== Data listing

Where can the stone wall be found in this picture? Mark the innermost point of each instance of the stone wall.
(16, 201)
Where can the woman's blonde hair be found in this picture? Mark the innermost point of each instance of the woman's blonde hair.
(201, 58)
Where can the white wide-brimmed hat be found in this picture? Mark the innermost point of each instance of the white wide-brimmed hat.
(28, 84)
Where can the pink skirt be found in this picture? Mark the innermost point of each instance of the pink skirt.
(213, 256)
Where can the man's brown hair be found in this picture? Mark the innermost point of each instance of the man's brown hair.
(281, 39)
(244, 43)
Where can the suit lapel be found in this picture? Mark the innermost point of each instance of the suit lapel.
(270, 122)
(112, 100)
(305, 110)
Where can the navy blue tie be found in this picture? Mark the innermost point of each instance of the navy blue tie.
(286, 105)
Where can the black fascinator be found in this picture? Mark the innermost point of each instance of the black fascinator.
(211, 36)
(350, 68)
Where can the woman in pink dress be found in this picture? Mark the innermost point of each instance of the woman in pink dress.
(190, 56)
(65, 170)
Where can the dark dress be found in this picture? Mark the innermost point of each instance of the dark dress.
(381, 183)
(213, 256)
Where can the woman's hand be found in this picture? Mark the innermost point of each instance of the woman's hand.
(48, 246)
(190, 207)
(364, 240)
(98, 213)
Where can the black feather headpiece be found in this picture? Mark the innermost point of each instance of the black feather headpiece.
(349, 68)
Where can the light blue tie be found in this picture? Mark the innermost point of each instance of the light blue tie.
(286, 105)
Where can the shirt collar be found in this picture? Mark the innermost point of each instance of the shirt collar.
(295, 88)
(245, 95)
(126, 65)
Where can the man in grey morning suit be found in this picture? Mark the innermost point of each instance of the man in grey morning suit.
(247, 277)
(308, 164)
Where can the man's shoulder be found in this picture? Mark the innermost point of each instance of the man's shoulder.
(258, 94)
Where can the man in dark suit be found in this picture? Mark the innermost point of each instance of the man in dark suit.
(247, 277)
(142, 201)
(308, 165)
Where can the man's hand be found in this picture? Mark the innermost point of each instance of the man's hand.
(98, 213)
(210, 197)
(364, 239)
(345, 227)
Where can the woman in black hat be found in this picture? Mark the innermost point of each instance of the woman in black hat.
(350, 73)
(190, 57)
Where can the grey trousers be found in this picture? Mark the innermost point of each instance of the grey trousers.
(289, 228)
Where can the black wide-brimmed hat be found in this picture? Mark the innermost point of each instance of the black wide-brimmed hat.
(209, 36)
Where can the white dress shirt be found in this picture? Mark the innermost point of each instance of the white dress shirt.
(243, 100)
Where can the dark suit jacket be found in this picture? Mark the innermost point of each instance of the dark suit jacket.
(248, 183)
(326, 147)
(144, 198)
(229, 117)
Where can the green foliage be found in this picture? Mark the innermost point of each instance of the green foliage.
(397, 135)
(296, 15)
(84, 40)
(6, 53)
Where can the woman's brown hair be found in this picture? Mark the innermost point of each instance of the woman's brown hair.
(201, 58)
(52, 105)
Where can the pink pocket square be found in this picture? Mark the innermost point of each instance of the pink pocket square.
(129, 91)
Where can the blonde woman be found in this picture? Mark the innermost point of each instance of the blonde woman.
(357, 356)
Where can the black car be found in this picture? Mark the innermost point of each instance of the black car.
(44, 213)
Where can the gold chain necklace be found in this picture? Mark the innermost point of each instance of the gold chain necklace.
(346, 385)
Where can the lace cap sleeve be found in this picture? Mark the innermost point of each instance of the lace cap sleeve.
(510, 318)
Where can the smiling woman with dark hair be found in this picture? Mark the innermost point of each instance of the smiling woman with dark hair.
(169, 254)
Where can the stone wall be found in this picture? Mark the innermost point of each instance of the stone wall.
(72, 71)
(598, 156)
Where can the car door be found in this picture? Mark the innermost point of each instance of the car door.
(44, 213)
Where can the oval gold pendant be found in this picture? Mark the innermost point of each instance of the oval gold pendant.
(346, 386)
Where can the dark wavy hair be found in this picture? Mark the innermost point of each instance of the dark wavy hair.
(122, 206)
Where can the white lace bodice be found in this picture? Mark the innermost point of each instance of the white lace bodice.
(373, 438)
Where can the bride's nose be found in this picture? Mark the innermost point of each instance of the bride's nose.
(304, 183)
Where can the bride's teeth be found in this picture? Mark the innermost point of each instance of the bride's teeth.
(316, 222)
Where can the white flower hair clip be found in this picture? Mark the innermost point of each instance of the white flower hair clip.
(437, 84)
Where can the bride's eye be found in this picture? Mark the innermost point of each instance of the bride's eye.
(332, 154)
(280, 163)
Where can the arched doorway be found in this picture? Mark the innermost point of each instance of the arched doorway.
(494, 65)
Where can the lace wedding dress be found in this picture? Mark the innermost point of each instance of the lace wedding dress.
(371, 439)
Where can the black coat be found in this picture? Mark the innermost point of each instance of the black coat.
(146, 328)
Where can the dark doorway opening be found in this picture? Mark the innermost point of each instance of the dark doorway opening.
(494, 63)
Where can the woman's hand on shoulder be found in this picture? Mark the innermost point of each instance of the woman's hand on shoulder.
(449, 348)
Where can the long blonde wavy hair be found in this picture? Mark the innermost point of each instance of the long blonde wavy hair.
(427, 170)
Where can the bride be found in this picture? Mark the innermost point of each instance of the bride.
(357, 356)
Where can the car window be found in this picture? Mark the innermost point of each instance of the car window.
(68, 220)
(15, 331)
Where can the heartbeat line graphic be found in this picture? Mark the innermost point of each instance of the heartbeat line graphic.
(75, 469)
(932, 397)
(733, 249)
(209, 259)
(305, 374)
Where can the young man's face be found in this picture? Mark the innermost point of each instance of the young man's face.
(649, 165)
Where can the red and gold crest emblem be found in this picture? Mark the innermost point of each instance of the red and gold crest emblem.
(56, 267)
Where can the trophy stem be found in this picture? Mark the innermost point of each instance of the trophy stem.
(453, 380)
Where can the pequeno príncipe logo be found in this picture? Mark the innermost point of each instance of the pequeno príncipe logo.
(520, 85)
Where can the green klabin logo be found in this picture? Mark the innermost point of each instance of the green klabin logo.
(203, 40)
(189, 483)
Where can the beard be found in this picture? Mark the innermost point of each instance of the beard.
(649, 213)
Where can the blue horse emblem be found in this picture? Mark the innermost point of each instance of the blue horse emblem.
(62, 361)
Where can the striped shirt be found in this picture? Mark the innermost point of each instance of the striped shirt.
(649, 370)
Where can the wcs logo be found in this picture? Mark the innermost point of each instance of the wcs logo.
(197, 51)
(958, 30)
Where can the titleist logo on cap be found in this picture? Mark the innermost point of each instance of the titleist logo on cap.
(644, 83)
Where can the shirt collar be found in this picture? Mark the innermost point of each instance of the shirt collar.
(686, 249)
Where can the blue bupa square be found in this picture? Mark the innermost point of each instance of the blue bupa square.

====

## What is being asked
Begin at the line containing "Where can the green klabin" and reproduce each line through the end of the records above.

## The result
Where can the green klabin logo be found in this picture? Mark the innermost point of each instance of the green klabin logo.
(203, 40)
(189, 483)
Where can the beard be found in this picture? Mark the innermost point of each instance of the beard.
(649, 213)
Where can the blue horse emblem be found in this picture? Mark the innermost point of each instance of the blue horse emblem.
(62, 361)
Where can the striped shirt be found in this picture? Mark the innermost point of each instance of the striped shirt.
(649, 370)
Where can the wcs logo be found in this picture? Mark the innermost point of each instance of the wcs logo.
(197, 51)
(958, 30)
Where can the titleist logo on cap be found in this picture? Mark the innermost point of each instance of the titleist logo on cap.
(644, 83)
Where can the shirt collar be found in this picture? Mark the innermost point of each instance of the shirt collar.
(686, 249)
Where can the blue bupa square be found in this picture? Mark the innermost point of each instance of the blue bupa square.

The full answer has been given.